We conclude that the goodness-of-fit in the quantile plots seems unconvincing,
even if the other plots appear to be reasonable. This is due to the fact that
the excesses can not be considered as independent: the transformed series
:math:`\tilde{X}_i` has a rich structure of temporal dependence.

.. GENERATED FROM PYTHON SOURCE LINES 138-142

.. code-block:: Python

    validation = otexp.GeneralizedParetoValidation(result_LL, scalTransfDataDJ)
    graph = validation.drawDiagnosticPlot()
    view = otv.View(graph)


.. image-sg:: /auto_data_analysis/distribution_fitting/images/sphx_glr_plot_estimate_gpd_dowjones_004.png
   :alt: , Sample versus model PP-plot, Sample versus model QQ-plot, Return level plot, Density
   :srcset: /auto_data_analysis/distribution_fitting/images/sphx_glr_plot_estimate_gpd_dowjones_004.png
   :class: sphx-glr-single-img


.. GENERATED FROM PYTHON SOURCE LINES 143-161

**Stationary GPD modeling taking into account the dependence in data**

We illustrate the fact that the excesses of the transformed series happen in
groups. Hence we use the declustering method
which filters the dependent observations exceeding a given threshold to obtain a
set of threshold excesses that can be assumed as independent.

Consecutive exceedances of :math:`u` belong to the same cluster. Two distinct
clusters are separated by :math:`r` consecutive observations under the
threshold. Within each cluster, we select the maximum value that will be used to
infer the GPD distribution. The cluster maxima are assumed to be independent.

On the graph, we show the clusters over the threshold :math:`u=2`
and all the maxima selected within each cluster.
It is possible to extract the data belonging to the same cluster and the
cluster maximum series.
We denote by :math:`n_c` the number of clusters and
by :math:`n_u` the number of exceedances above :math:`u`.

.. GENERATED FROM PYTHON SOURCE LINES 161-173

.. code-block:: Python

    part = otexp.SamplePartition(scalTransfDataDJ)
    r = 3
    peaks, clusters = part.getPeakOverThreshold(u, r)
    nc = len(peaks)
    nu = sum([1 if scalTransfDataDJ[i, 0] > u else 0 for i in range(size)])

• **DATASET CONTENT**

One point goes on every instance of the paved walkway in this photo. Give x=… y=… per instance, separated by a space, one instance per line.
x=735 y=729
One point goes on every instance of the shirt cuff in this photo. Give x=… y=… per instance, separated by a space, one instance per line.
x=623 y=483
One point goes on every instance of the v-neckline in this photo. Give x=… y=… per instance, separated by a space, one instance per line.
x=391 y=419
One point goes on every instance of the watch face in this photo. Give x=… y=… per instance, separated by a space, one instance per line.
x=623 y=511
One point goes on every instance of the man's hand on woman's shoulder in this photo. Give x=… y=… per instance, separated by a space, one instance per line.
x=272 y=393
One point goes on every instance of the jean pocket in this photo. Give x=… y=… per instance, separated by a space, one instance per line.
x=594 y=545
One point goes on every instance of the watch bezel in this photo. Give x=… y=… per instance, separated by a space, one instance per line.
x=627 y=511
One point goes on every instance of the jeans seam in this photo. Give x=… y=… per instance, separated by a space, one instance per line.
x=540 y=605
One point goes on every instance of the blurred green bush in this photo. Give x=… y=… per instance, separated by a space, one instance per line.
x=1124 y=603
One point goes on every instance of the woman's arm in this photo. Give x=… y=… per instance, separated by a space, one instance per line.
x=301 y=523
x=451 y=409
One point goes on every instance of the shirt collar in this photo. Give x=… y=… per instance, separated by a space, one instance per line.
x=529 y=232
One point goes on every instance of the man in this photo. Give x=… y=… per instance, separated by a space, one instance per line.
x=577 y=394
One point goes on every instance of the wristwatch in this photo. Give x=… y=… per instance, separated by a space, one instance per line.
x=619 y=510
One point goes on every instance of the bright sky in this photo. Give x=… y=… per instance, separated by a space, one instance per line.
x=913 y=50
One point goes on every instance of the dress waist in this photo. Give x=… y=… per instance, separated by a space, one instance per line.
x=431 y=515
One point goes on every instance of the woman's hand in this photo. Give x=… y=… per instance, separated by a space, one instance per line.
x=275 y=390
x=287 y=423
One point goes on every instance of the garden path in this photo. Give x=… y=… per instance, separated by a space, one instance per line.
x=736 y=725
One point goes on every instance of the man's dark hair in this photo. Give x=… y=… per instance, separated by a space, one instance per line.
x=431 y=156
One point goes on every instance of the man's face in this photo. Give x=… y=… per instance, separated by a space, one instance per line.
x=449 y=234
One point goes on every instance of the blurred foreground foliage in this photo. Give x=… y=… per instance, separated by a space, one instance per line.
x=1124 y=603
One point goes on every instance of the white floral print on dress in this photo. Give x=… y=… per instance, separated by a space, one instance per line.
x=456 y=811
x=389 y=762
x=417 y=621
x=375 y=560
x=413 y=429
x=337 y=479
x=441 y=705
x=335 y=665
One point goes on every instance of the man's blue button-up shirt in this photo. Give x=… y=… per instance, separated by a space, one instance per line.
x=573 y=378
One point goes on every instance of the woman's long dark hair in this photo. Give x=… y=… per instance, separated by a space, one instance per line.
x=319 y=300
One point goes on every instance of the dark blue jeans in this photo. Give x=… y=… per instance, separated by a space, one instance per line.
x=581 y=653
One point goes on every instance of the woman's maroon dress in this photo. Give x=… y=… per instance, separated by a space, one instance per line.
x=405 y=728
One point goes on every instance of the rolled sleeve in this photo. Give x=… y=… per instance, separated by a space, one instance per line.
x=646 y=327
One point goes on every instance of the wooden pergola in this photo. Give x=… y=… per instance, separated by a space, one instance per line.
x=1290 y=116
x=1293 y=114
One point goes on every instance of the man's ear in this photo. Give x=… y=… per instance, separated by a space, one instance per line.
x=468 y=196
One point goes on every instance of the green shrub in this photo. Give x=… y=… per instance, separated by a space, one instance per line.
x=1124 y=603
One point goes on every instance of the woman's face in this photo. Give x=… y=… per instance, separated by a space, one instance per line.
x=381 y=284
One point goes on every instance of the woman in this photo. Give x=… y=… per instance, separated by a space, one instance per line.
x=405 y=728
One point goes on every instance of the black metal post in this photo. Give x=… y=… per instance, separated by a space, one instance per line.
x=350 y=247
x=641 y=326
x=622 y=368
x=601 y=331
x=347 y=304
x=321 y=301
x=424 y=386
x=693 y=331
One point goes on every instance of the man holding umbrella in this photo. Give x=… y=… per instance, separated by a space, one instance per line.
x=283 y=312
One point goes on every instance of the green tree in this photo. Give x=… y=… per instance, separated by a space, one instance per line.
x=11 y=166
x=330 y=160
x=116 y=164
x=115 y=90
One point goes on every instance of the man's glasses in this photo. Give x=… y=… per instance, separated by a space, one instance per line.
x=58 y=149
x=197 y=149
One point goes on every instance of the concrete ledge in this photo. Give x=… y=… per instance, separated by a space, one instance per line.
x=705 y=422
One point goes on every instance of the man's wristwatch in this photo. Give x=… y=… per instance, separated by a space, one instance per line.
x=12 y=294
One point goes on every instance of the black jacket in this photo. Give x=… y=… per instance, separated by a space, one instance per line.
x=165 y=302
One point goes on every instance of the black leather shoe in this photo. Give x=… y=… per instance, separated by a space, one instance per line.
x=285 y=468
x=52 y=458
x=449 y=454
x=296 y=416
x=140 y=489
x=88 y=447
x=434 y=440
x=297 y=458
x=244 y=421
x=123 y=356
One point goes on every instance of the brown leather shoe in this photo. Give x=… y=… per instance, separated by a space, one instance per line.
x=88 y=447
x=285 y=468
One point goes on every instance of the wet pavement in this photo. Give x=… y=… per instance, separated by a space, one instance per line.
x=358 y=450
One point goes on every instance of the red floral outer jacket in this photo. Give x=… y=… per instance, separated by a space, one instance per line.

• **EXERCISE INSTRUCTIONS**
1. Reproduce part of the GPD modeling text, beginning at the words "We illustrate the" and stopping after "to be independent.".
2. Say whether each statement agrees with the GPD modeling text. Answer yes or no for each, and quote the words from the text that decide it.
(a) The goodness-of-fit in the quantile plots is judged convincing.
(b) Within each cluster, the minimum value is selected to infer the GPD distribution.
(c) The cluster maxima are assumed to be independent.

• **RESULTS**
1.
We illustrate the fact that the excesses of the transformed series happen in
groups. Hence we use the declustering method
which filters the dependent observations exceeding a given threshold to obtain a
set of threshold excesses that can be assumed as independent.

Consecutive exceedances of :math:`u` belong to the same cluster. Two distinct
clusters are separated by :math:`r` consecutive observations under the
threshold. Within each cluster, we select the maximum value that will be used to
infer the GPD distribution. The cluster maxima are assumed to be independent.

2.
(a) No: "the goodness-of-fit in the quantile plots seems unconvincing"
(b) No: "Within each cluster, we select the maximum value that will be used to infer the GPD distribution."
(c) Yes: "The cluster maxima are assumed to be independent."